:: Excerpt ::

From a1177825719ccef3f76ef39bbfd5ebb6087d53c7 Mon Sep 17 00:00:00 2001
From: Jan Kara <jack@suse.cz>
Date: Tue, 3 Jul 2012 16:45:29 +0200
Subject: quota: Move quota syncing to ->sync_fs method

Since the moment writes to quota files are using block device page cache and
space for quota structures is reserved at the moment they are first accessed we
have no reason to sync quota before inode writeback. In fact this order is now
only harmful since quota information can easily change during inode writeback
(either because conversion of delayed-allocated extents or simply because of
allocation of new blocks for simple filesystems not using page_mkwrite).

So move syncing of quota information after writeback of inodes into ->sync_fs
method. This way we do not have to use ->quota_sync callback which is primarily
intended for use by quotactl syscall anyway and we get rid of calling
->sync_fs() twice unnecessarily. We skip quota syncing for OCFS2 since it does
proper quota journalling in all cases (unlike ext3, ext4, and reiserfs which
also support legacy non-journalled quotas) and thus there are no dirty quota
structures.

:::

▸ **Written request A**
In the patch excerpt on quota syncing, why is quota syncing skipped for OCFS2?
The text and the records were drawn from unrelated sources.

:: The records ::

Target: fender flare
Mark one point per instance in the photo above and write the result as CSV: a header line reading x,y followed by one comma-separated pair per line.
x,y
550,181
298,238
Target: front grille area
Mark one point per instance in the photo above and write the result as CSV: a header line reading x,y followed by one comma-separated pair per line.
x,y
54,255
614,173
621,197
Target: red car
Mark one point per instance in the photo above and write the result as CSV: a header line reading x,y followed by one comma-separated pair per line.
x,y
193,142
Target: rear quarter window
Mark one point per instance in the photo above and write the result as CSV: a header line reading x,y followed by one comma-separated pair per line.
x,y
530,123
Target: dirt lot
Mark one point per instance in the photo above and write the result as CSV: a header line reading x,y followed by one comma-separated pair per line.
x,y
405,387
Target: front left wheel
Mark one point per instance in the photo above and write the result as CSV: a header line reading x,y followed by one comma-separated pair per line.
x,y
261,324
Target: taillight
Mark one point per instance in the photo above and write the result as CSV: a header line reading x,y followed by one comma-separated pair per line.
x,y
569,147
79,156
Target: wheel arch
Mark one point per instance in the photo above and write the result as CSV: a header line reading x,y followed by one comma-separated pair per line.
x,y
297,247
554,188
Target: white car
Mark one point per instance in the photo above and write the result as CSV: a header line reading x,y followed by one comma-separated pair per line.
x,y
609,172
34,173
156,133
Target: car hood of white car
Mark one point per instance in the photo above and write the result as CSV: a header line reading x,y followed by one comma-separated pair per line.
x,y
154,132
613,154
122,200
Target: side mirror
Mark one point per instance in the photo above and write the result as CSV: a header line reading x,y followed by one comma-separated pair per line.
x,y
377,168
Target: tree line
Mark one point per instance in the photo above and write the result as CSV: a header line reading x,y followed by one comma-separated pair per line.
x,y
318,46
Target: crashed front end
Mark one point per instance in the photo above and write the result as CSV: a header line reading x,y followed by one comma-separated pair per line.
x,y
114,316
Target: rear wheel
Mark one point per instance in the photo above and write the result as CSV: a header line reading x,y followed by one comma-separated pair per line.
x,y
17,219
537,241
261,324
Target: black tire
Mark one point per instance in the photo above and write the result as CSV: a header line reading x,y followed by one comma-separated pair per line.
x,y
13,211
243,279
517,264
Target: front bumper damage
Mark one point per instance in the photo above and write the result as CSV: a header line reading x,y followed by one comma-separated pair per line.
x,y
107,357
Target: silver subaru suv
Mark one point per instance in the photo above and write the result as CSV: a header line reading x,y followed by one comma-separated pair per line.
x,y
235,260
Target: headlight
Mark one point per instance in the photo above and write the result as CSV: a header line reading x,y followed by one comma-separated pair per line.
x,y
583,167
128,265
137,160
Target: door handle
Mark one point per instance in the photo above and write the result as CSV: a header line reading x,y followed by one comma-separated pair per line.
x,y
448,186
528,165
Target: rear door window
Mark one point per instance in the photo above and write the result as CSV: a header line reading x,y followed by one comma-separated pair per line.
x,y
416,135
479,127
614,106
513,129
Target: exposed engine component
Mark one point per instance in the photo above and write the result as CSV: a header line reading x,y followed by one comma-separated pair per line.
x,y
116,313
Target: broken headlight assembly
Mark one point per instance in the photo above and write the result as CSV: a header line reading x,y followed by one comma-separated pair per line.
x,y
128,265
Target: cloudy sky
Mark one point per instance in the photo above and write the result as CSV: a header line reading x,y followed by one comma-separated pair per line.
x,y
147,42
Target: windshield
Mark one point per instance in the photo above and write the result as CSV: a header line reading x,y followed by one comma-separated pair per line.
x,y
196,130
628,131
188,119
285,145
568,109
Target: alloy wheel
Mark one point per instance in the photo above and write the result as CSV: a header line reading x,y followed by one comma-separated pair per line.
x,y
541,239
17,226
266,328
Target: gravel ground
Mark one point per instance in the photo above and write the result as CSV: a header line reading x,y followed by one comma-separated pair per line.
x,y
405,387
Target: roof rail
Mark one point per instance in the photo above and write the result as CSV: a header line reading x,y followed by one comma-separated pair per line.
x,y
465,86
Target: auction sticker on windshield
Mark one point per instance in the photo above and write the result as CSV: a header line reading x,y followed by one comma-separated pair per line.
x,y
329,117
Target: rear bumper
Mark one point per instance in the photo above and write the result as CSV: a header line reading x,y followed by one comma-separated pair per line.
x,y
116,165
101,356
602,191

:::

▸ **Written request B**
Pick out every line of the records that contains the string "headlight", treating uppercase and lowercase as different.

▸ **Written solution A**
OCFS2 does proper quota journalling in all cases, so there are no dirty quota structures.

▸ **Written solution B**
Target: headlight
Target: broken headlight assembly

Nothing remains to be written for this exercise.